→ Exercise directions
Select each line in the data below that contains the word "green", matching case exactly, and copy those lines out.

(Extracted data)
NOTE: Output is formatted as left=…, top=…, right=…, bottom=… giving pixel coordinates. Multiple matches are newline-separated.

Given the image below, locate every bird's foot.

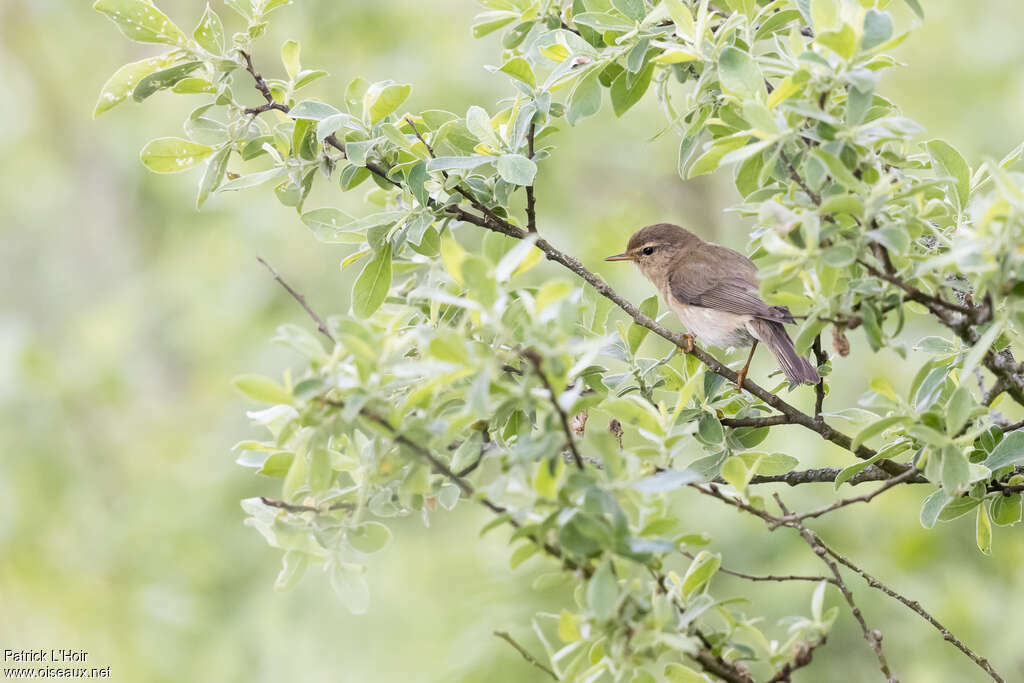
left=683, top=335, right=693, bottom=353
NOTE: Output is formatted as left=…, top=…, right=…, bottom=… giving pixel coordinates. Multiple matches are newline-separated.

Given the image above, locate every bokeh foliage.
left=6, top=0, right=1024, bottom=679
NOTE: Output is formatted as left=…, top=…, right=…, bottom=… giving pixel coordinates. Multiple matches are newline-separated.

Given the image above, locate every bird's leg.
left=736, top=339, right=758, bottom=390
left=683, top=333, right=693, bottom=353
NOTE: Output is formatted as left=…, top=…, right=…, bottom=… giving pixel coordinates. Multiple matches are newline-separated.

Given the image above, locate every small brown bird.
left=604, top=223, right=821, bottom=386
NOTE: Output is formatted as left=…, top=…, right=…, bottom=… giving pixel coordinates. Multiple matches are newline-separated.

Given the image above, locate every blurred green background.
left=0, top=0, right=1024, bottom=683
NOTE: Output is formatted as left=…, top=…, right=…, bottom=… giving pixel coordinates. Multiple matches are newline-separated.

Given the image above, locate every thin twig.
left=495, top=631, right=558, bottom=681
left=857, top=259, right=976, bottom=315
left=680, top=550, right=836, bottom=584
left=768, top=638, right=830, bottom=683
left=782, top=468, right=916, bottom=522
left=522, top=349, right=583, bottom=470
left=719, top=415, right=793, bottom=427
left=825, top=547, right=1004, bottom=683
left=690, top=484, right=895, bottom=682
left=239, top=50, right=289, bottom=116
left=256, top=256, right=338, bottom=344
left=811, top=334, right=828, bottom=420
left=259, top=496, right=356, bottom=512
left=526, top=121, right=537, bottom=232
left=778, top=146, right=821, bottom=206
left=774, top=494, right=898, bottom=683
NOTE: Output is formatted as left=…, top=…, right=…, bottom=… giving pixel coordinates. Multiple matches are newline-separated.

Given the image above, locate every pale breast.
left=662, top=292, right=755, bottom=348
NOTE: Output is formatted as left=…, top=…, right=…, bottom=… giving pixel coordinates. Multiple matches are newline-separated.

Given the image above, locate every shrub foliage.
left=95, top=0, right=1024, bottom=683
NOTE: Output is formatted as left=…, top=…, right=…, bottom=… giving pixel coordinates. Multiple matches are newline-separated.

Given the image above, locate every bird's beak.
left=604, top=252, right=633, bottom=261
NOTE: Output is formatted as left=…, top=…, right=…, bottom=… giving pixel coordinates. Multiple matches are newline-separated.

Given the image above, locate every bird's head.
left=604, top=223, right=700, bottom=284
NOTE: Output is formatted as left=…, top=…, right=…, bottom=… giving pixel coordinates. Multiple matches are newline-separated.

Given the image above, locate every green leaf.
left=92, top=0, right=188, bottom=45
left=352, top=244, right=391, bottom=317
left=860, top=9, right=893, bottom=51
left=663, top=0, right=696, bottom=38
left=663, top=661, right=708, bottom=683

→ The completed task
Given the image above, locate every blurred green background.
Given the image above, locate every green leaf.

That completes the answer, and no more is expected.